• **Article**
══════════

R&D expense decreased $0.6 million and $1.7 million for the three and six months ended March 31, 2012 as compared to the same periods a year ago due primarily to lower staff costs as a result of the consolidation and reduction of headcount to further streamline our R&D technology centers.

 

Income from Operations

 

The following tables reflect income from operations for the three and six months ended March 31, 2012 and April 2, 2011:

 

   Three months ended         
(dollar amounts in thousands)  March 31, 2012   April 2, 2011   $ Change   % Change 
Equipment  $18,016   $41,346   $(23,330)   -56.4%
Expendable Tools   2,226    2,303    (77)   -3.3%
Total income from operations  $20,242   $43,649   $(23,407)   -53.6%

 

   Six months ended         
(dollar amounts in thousands)  March 31, 2012   April 2, 2011   $ Change   % Change 
Equipment  $27,893   $60,530   $(32,637)   -53.9%
Expendable Tools   4,725    5,186    (461)   -8.9%
Total income from operations  $32,618   $65,716   $(33,098)   -50.4%

 

Equipment

 

For the three months ended March 31, 2012, lower Equipment income from operations as compared to the prior year period was due primarily to lower volume for our wedge bonders and ball bonders. Both volume reductions in wedge bonders and ball bonders were due mainly to the cyclical nature of the industry.

══════════

• **Information given**
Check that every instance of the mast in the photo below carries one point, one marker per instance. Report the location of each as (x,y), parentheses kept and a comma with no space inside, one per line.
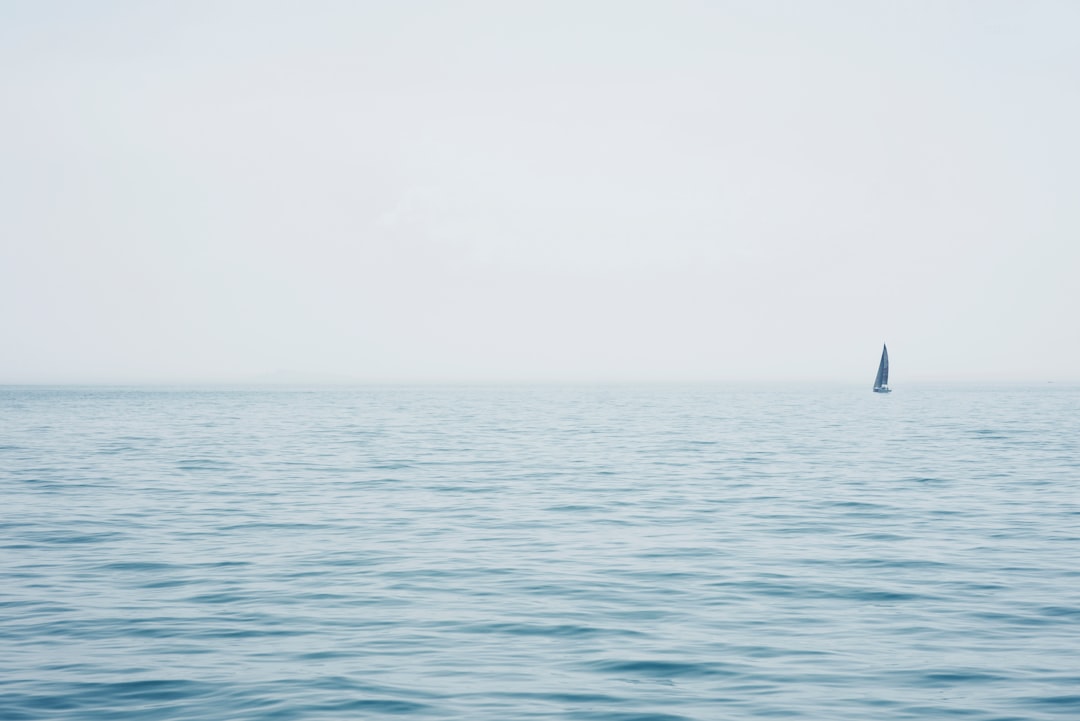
(882,377)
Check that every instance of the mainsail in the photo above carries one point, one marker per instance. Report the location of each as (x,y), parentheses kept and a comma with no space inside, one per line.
(882,377)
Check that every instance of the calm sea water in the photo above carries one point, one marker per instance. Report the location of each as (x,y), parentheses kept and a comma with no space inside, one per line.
(622,553)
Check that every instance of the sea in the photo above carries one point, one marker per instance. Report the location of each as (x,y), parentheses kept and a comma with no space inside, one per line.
(502,553)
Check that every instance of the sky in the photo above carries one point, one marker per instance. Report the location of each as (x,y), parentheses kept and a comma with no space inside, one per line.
(539,191)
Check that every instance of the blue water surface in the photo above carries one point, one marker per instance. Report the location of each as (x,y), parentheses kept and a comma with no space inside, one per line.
(501,553)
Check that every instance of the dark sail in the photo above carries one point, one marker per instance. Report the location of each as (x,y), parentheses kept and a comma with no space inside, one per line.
(882,377)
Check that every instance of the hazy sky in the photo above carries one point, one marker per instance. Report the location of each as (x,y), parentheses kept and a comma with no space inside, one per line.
(215,190)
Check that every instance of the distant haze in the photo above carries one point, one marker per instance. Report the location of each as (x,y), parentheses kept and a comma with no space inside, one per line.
(223,191)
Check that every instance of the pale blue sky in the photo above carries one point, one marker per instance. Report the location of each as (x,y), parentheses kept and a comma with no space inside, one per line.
(539,190)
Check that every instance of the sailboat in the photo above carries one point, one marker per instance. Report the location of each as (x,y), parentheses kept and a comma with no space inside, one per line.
(881,382)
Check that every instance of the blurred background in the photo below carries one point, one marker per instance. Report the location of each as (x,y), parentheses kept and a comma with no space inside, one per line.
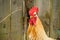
(14,18)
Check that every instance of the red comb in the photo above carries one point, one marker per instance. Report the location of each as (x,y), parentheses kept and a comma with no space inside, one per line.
(32,10)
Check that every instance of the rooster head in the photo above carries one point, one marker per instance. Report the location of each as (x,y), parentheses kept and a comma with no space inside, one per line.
(32,13)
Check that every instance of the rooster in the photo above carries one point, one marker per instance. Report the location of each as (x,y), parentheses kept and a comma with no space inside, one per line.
(35,29)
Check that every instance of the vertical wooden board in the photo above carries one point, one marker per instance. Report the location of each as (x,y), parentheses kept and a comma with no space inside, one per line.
(4,8)
(4,11)
(5,26)
(4,36)
(17,20)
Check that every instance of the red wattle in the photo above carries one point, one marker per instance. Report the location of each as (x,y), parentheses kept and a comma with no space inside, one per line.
(32,10)
(32,21)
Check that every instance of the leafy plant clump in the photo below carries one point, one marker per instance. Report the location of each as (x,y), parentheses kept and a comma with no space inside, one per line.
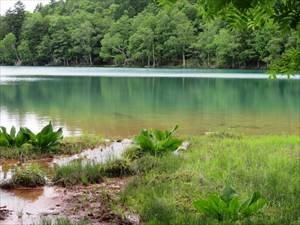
(12,139)
(30,175)
(229,207)
(46,139)
(157,142)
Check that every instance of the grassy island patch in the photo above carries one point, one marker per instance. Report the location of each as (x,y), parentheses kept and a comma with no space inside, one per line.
(166,187)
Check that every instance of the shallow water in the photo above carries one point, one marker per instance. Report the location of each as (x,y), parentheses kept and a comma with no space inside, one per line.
(117,102)
(99,154)
(27,205)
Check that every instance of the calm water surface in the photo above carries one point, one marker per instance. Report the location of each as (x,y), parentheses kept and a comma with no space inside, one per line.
(117,103)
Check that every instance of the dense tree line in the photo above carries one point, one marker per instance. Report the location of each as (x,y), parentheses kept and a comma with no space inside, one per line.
(143,33)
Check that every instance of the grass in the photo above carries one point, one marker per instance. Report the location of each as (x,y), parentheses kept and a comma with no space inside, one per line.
(30,175)
(60,221)
(70,145)
(165,189)
(81,172)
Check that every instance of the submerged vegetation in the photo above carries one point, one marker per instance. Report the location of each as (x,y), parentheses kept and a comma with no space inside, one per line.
(30,175)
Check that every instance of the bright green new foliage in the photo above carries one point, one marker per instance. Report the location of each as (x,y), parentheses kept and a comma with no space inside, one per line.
(229,207)
(12,139)
(47,138)
(157,142)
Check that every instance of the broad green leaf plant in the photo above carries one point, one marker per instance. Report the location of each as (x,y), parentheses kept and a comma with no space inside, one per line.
(46,139)
(229,207)
(157,142)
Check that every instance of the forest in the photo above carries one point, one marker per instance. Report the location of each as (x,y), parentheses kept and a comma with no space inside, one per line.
(149,33)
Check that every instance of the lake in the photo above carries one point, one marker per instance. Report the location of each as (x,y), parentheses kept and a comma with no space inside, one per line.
(119,102)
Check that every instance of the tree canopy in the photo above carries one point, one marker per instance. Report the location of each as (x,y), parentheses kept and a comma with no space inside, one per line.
(190,33)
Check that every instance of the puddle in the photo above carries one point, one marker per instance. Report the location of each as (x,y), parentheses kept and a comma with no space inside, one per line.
(28,205)
(98,155)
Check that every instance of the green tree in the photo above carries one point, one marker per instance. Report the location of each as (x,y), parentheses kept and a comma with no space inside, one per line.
(8,49)
(15,18)
(144,51)
(25,53)
(227,46)
(116,41)
(182,36)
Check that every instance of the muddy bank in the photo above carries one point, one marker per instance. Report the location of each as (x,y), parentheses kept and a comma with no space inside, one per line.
(94,204)
(26,206)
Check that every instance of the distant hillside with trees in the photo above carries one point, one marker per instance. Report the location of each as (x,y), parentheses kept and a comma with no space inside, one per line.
(186,33)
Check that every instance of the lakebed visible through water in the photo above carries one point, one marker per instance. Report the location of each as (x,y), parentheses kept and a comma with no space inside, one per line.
(117,102)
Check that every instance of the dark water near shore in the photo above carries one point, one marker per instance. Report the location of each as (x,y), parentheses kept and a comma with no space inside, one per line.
(121,106)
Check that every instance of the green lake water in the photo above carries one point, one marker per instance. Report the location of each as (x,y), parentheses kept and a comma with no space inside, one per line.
(118,103)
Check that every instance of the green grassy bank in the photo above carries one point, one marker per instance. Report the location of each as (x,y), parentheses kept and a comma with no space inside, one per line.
(269,164)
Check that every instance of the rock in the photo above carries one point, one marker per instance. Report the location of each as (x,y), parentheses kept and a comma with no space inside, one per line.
(183,147)
(133,218)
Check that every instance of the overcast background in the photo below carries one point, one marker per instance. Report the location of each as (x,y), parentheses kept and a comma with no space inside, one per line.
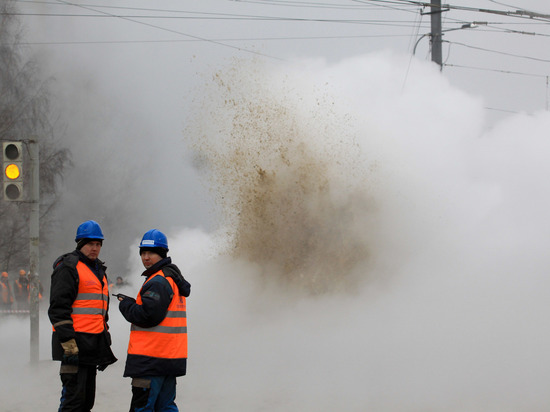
(424,285)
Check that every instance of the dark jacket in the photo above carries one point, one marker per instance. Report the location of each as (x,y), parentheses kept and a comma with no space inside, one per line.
(156,296)
(94,348)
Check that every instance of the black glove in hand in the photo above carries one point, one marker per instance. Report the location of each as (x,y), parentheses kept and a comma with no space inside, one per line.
(70,352)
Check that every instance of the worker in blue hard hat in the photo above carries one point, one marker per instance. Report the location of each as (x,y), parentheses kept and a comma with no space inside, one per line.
(157,350)
(79,305)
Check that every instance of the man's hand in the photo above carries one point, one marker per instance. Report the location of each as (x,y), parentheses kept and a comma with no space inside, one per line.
(70,352)
(121,297)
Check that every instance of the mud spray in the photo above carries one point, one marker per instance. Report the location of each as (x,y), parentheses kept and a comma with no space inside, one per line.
(288,176)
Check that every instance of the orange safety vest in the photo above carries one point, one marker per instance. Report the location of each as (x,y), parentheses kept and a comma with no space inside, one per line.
(90,305)
(168,339)
(7,297)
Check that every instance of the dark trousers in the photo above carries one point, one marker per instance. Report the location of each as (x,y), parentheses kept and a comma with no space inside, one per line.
(78,392)
(154,394)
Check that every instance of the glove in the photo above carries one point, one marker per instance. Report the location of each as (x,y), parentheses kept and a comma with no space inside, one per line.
(70,352)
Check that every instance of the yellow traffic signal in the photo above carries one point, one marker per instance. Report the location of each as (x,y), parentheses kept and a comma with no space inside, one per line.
(12,171)
(12,164)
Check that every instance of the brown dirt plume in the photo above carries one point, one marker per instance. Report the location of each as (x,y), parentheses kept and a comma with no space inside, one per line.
(288,176)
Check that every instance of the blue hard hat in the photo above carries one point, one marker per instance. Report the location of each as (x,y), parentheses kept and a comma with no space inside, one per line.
(154,238)
(89,230)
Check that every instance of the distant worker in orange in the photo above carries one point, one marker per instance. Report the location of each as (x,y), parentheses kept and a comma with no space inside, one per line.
(21,291)
(6,297)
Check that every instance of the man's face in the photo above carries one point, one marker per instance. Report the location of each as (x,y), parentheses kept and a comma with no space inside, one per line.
(149,258)
(91,249)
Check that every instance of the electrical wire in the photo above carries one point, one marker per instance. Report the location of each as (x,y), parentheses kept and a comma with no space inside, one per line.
(177,32)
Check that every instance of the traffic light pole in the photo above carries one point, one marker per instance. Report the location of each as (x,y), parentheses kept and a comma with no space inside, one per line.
(34,238)
(436,33)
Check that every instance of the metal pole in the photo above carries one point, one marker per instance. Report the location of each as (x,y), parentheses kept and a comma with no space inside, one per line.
(436,35)
(34,246)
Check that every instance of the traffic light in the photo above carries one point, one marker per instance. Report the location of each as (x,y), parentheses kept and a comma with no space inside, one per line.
(12,166)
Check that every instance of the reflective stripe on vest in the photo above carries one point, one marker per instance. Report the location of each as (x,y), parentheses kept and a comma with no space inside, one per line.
(167,340)
(90,305)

══════════

• **Problem set**
a: Do these statements agree with the financial excerpt? Give yes or no for each, with the deciding words from the excerpt quoted exactly. (i) R&D expense fell by $1.7 million for the six months ended March 31, 2012 compared with the same period a year earlier. (ii) Lower Equipment income from operations for the three months ended March 31, 2012 was due primarily to higher material costs. (iii) The drop in volume for wedge bonders and ball bonders was due mainly to the cyclical nature of the industry.
b: Repeat the part of the financial excerpt that opens with the words containing "Six months ended" and closes with "of the industry.".

• **Responses to the exercise**
a:
(i) Yes: "R&D expense decreased $0.6 million and $1.7 million for the three and six months ended March 31, 2012 as compared to the same periods a year ago"
(ii) No: "due primarily to lower volume for our wedge bonders and ball bonders"
(iii) Yes: "Both volume reductions in wedge bonders and ball bonders were due mainly to the cyclical nature of the industry."

b:
Six months ended         
(dollar amounts in thousands)  March 31, 2012   April 2, 2011   $ Change   % Change 
Equipment  $27,893   $60,530   $(32,637)   -53.9%
Expendable Tools   4,725    5,186    (461)   -8.9%
Total income from operations  $32,618   $65,716   $(33,098)   -50.4%

 

Equipment

 

For the three months ended March 31, 2012, lower Equipment income from operations as compared to the prior year period was due primarily to lower volume for our wedge bonders and ball bonders. Both volume reductions in wedge bonders and ball bonders were due mainly to the cyclical nature of the industry.